Copy the lines of every listing below word for word, leaving out the pictures.

• [Spatial annotation records]
= = = = = = =
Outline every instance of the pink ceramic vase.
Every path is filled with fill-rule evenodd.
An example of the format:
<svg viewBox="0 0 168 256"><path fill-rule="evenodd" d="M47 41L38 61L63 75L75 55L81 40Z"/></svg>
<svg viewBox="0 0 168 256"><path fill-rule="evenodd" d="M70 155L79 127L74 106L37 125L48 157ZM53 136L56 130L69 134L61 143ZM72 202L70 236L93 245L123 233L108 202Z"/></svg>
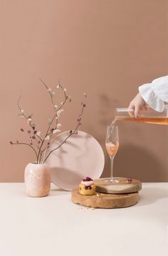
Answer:
<svg viewBox="0 0 168 256"><path fill-rule="evenodd" d="M24 172L26 192L30 197L45 197L51 188L50 168L47 164L29 163Z"/></svg>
= = = = = = =
• [Reply to the task]
Outline every instance of the pink ceramic vase.
Every path is filled with fill-rule evenodd.
An example of the format:
<svg viewBox="0 0 168 256"><path fill-rule="evenodd" d="M47 41L38 61L63 75L75 55L81 40Z"/></svg>
<svg viewBox="0 0 168 256"><path fill-rule="evenodd" d="M70 155L79 127L74 106L37 125L48 157ZM53 136L56 130L69 134L61 143ZM72 202L70 236L93 245L123 233L108 202Z"/></svg>
Answer:
<svg viewBox="0 0 168 256"><path fill-rule="evenodd" d="M24 172L26 192L30 197L45 197L51 188L50 168L47 164L29 163Z"/></svg>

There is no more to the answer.